- [What this exercise asks]:
1 > Transcribe the stretch of the Obamacare commentary from "According to The" through "the home roost?".
2 > In the Obamacare commentary, which administration set the precedent that the new executive order rests on?
3 > Write the next part of the Obamacare commentary, picking up after its final sentence.

Obamacare may be on the way out.
According to The Atlantic, “the powers of the incoming Health and Human Services secretary are broad enough to cripple the [Affordable Care Act] so it has to be replaced.” Which is significant since the new President has just “signed an executive order empowering his administration’s agencies to do all they can — within the bounds of the Affordable Care Act — to undercut that law.”
The Atlantic’s Vann R. Newkirk II suggests this is . . . “ironic.” The executive leeway Trump is taking is not without precedent. “The irony of that component,” he writes, “is that it rests on precedent set by the Obama administration, which used executive and regulatory power liberally to make the law work in the face of Republican opposition.”
Irony? How about chickens returning to the home roost?
Obamacare itself undermined Obamacare. The plan, from the beginning, was so gimcrack with hidden redistribution that, to both opponents and proponents, it was designed to fail . . . to usher in the Glorious Era of socialized medicine.
Since Obamacare increased “insurance” costs for hundreds of thousands of previous insurance policy holders, and increased medical costs generally, too, it actually discouraged participation from the healthiest, many of whom would rather pay the exorbitant fines, er, “taxes.” Throwing the insurance industry into a death spiral.

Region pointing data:

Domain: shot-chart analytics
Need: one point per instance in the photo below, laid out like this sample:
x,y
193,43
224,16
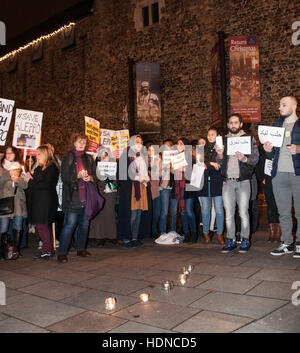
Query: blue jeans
x,y
188,218
71,220
156,207
165,196
205,203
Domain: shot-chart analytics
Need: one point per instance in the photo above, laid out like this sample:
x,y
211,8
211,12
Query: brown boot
x,y
272,229
277,235
206,238
221,239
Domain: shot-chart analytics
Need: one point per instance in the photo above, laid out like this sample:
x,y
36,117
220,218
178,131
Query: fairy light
x,y
47,36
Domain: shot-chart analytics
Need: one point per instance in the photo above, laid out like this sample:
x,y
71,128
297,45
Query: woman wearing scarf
x,y
133,199
212,188
183,195
77,169
104,227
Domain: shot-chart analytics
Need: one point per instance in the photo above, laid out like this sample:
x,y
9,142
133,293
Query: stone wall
x,y
91,78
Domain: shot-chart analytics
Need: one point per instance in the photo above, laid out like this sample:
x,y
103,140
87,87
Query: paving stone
x,y
39,311
88,322
66,276
194,279
157,314
266,274
178,295
95,300
12,325
53,290
211,322
134,327
270,289
235,304
285,319
230,285
115,285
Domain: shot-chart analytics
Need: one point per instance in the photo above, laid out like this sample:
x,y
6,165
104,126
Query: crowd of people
x,y
149,197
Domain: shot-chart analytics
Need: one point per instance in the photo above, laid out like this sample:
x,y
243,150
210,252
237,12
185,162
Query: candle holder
x,y
110,303
144,297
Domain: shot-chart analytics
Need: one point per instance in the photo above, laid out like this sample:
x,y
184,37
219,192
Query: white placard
x,y
107,168
239,144
178,160
272,134
28,128
268,166
6,110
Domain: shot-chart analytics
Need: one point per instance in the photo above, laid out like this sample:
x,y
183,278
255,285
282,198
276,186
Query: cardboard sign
x,y
6,111
239,144
28,128
272,134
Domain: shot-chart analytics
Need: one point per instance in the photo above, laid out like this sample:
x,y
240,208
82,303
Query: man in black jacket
x,y
236,171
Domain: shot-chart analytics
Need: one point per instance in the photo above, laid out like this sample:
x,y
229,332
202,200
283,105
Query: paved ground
x,y
225,293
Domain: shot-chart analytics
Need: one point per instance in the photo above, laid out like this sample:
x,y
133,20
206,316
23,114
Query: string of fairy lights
x,y
36,41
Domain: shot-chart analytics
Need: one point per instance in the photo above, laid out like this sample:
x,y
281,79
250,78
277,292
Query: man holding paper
x,y
286,175
236,170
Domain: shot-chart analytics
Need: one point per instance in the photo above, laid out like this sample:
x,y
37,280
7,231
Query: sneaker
x,y
297,251
42,256
245,246
282,250
229,246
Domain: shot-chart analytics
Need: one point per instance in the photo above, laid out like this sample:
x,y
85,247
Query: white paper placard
x,y
268,166
239,144
272,134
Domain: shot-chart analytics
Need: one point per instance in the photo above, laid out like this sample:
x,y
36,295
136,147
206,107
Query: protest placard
x,y
6,110
28,128
272,134
92,131
239,144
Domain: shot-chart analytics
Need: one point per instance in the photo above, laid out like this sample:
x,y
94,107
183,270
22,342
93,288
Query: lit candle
x,y
182,279
144,297
110,303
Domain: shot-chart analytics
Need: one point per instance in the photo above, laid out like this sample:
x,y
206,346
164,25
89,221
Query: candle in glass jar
x,y
110,303
144,297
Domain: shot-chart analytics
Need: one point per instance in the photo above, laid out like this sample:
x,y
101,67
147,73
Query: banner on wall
x,y
216,119
116,141
148,99
27,130
245,78
6,111
92,131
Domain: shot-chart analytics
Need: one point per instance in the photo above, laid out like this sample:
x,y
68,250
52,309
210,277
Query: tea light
x,y
183,279
110,303
144,297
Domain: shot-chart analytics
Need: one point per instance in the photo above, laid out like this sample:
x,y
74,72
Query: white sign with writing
x,y
6,110
28,128
239,144
272,134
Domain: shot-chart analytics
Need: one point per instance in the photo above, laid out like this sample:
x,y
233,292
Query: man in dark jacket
x,y
286,175
236,171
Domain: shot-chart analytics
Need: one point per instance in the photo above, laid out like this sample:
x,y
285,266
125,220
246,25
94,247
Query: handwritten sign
x,y
178,160
6,110
272,134
268,167
92,131
28,128
239,144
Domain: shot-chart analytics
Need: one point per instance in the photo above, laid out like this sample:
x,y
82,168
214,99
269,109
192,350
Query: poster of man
x,y
148,98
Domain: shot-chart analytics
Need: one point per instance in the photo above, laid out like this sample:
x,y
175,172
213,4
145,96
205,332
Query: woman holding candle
x,y
77,169
42,199
12,184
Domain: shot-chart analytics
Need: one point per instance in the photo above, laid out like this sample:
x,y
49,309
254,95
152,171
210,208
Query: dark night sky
x,y
20,16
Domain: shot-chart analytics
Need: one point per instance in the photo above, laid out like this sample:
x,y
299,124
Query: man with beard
x,y
286,175
236,171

- [Results in order]:
1 >
According to The Atlantic, “the powers of the incoming Health and Human Services secretary are broad enough to cripple the [Affordable Care Act] so it has to be replaced.” Which is significant since the new President has just “signed an executive order empowering his administration’s agencies to do all they can — within the bounds of the Affordable Care Act — to undercut that law.”
The Atlantic’s Vann R. Newkirk II suggests this is . . . “ironic.” The executive leeway Trump is taking is not without precedent. “The irony of that component,” he writes, “is that it rests on precedent set by the Obama administration, which used executive and regulatory power liberally to make the law work in the face of Republican opposition.”
Irony? How about chickens returning to the home roost?

2 > The Obama administration.

3 >
So, putting the system out of our misery sooner seems sensible.
But Congress and Trump cannot stop there. Either they repeal more federal regulation and subsidy*, or keep parts of Obamacare, despite a lack of financial stability. A new bill in the Senate promises to do the latter.
We haven’t seen much hint of the former.
But can hope. Audaciously.
This is Common Sense. I’m Paul Jacob.
* To let markets work. Note that The Atlantic tends to miss the point of Obamacare critics. In describing more market-based options, the magazine characterizes the Medical Health Savings Account approach as “For people sick of high deductibles, Republicans offer high-deductible plans as replacements for Obamacare.” The idea is to incentivize people to pay for their own care, which would bring costs down generally.